%%

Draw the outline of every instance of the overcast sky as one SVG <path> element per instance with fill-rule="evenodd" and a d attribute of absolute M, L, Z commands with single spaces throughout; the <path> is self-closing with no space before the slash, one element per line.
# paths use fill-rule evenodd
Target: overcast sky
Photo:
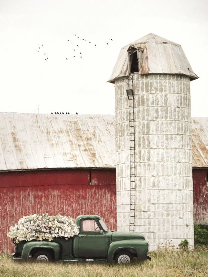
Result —
<path fill-rule="evenodd" d="M 0 112 L 114 114 L 120 50 L 154 33 L 182 45 L 208 117 L 207 23 L 207 0 L 0 0 Z"/>

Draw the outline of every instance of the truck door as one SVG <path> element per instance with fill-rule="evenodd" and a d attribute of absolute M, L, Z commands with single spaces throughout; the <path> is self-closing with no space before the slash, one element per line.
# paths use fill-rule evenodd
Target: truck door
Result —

%%

Copy out the records above in full, exactly as written, but not the pictures.

> _RESULT BELOW_
Draw the outline of every instance of the overcast sky as one SVG <path> element per instance with fill-rule="evenodd" and a d attribute of absolute M, L, Z commands with single spaces throughout; the <path> is self-closing with no space before the slash, one element per line.
# paths use fill-rule evenodd
Target: overcast sky
Photo:
Result —
<path fill-rule="evenodd" d="M 0 112 L 114 114 L 120 50 L 154 33 L 182 45 L 208 117 L 207 23 L 207 0 L 0 0 Z"/>

Draw the outline of every instance of the truck door as one SVG <path> element per instance with fill-rule="evenodd" and a d attribute of absolute M, L, Z commands with single spaces throughout; the <path> is self-closing with no space before the slash, one element per line.
# paths use fill-rule evenodd
Target: truck door
Result —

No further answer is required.